— begin Records for this exercise —

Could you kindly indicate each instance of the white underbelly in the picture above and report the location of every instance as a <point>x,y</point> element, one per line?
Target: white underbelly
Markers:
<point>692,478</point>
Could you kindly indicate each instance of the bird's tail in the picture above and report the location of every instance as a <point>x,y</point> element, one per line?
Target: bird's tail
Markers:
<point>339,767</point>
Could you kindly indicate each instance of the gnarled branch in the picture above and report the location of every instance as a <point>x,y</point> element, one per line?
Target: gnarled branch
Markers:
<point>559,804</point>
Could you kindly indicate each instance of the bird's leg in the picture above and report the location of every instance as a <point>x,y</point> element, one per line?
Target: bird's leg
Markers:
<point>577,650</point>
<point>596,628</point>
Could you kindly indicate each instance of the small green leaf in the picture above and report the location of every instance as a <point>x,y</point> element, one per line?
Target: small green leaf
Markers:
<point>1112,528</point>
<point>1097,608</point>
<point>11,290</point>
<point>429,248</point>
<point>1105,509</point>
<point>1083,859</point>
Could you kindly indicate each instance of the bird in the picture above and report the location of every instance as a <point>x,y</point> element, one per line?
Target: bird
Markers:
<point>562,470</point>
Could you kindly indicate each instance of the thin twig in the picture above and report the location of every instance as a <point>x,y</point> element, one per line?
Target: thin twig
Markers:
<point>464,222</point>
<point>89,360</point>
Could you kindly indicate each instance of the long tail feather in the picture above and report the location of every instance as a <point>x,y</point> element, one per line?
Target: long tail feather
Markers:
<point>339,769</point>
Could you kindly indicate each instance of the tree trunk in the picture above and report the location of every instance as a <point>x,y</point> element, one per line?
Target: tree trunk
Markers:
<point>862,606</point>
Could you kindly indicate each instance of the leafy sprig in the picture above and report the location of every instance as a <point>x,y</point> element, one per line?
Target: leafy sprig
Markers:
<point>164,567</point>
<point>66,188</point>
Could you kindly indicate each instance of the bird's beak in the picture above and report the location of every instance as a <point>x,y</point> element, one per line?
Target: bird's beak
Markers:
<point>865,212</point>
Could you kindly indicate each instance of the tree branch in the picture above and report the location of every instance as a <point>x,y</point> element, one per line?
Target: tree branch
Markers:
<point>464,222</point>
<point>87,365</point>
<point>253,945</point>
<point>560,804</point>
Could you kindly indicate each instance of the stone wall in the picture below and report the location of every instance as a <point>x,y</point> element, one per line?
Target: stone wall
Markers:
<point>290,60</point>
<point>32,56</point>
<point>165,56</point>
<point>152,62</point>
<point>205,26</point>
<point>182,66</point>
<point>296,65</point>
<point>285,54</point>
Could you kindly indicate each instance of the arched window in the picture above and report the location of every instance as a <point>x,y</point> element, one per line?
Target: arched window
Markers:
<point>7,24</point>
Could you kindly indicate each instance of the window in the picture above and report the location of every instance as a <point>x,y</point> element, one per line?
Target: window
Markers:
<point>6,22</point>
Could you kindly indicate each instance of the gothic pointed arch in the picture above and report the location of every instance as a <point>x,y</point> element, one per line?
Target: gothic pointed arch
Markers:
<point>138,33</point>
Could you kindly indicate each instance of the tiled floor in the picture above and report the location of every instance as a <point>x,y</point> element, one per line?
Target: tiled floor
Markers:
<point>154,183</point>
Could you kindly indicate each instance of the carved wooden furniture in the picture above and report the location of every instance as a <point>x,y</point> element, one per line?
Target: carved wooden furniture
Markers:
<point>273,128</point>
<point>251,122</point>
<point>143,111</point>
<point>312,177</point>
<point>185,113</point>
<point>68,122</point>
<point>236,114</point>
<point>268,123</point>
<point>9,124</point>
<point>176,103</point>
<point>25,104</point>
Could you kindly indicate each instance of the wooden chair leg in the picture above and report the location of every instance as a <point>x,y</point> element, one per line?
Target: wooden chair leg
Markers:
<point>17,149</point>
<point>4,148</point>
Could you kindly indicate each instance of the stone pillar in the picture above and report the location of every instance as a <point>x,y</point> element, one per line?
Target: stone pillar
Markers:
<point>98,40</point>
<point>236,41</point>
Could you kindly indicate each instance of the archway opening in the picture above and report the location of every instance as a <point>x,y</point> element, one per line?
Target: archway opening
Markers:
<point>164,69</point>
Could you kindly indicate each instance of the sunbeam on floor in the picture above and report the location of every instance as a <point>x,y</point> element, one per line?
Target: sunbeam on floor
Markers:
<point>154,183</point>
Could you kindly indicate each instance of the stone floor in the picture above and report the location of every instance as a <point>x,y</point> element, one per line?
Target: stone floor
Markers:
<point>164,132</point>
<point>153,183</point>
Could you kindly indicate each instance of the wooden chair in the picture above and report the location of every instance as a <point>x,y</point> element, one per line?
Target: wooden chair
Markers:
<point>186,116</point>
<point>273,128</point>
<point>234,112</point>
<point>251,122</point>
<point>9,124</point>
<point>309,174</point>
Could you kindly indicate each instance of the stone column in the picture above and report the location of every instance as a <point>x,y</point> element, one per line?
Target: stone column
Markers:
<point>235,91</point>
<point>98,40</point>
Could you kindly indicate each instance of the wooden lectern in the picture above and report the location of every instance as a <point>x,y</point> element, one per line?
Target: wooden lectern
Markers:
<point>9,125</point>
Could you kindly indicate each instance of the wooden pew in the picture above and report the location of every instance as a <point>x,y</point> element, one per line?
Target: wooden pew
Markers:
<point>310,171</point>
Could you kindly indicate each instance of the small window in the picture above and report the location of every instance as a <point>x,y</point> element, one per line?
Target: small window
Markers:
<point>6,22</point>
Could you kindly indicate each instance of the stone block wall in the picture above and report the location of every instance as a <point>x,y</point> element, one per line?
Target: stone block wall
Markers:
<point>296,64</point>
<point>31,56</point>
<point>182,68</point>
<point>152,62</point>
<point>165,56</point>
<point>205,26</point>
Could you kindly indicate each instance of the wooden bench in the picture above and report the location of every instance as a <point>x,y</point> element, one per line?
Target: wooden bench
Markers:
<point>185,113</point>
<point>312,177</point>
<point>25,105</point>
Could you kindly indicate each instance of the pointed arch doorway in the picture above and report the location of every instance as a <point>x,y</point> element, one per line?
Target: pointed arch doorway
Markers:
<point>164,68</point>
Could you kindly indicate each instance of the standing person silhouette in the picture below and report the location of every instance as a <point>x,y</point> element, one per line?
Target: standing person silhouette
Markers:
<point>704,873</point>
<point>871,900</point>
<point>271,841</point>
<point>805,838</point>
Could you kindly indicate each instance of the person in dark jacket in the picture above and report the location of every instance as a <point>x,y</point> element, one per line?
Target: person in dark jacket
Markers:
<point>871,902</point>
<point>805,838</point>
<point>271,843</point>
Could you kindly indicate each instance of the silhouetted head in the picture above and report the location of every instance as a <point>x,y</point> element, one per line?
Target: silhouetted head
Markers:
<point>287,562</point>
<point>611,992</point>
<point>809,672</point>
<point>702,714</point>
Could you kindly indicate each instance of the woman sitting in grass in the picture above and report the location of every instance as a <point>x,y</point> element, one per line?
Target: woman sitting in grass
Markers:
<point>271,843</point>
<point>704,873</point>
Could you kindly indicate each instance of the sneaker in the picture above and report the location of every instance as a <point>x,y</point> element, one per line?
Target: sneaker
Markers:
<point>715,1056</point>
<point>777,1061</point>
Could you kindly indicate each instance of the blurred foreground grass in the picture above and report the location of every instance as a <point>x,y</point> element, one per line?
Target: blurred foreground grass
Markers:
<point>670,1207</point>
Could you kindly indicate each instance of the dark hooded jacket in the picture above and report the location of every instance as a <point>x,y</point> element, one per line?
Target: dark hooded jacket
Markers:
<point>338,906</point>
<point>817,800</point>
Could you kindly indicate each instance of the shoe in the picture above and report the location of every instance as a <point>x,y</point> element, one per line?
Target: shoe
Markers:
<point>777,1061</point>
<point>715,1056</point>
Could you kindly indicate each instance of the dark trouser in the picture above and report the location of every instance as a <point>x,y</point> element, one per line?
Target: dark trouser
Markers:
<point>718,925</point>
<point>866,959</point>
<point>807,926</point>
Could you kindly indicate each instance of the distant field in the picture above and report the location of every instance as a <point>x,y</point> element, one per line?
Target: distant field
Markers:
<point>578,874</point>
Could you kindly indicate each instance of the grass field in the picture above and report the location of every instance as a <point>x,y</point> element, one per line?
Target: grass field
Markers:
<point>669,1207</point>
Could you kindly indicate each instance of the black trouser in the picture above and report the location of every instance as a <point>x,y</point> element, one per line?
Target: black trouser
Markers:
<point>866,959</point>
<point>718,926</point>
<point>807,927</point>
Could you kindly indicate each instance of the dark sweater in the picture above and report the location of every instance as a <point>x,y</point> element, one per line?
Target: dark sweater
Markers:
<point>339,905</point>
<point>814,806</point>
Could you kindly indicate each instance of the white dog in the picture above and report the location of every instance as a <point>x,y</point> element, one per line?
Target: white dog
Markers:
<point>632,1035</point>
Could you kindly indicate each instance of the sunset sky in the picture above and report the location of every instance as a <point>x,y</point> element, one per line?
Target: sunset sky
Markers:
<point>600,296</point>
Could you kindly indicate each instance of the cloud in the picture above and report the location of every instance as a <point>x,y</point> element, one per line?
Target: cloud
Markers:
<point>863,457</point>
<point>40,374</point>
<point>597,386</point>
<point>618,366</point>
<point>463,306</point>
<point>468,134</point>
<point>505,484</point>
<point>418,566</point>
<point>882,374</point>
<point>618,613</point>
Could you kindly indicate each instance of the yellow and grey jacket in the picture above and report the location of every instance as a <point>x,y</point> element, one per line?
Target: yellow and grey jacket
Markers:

— end Records for this exercise —

■ What to produce ■
Take the line that contains "Could you kindly indicate each instance of the black" and each line after it down to the last of the records, and retype them exactly; add nothing else.

■ Complete output ■
Could you kindly indicate each instance of the black trouser in the picture above and report the location of every instance as a <point>x,y</point> element, one per line?
Target: black trouser
Markers:
<point>866,959</point>
<point>718,926</point>
<point>807,927</point>
Could you kindly indicate each instance of the dark sweater in the picture above and report the location of every instance as a <point>x,y</point> element, one per line?
Target: dark sweater
Markers:
<point>339,905</point>
<point>814,806</point>
Could you kindly indicate each instance of the white dog in the picture above and report the location of every instance as a <point>x,y</point> element, one per line?
Target: white dog
Markers:
<point>632,1035</point>
Could you kindly indicate each instance of the sunset sky in the picture above and report the location of every instance as a <point>x,y</point> element, one per line?
Target: sunset sky
Markers:
<point>600,296</point>
Could you kindly indicate each instance of the cloud in the picture above and report the location of every instance as a <point>x,y</point> element, one per line?
Target: cloud
Markers:
<point>863,457</point>
<point>40,374</point>
<point>597,386</point>
<point>618,366</point>
<point>463,306</point>
<point>468,134</point>
<point>505,484</point>
<point>418,566</point>
<point>882,374</point>
<point>618,613</point>
Could you kindly indicate each instance of the yellow and grey jacket in the picture above and report the location of every instance as a <point>x,y</point> element, one per line?
Target: yellow and grey jacket
Markers:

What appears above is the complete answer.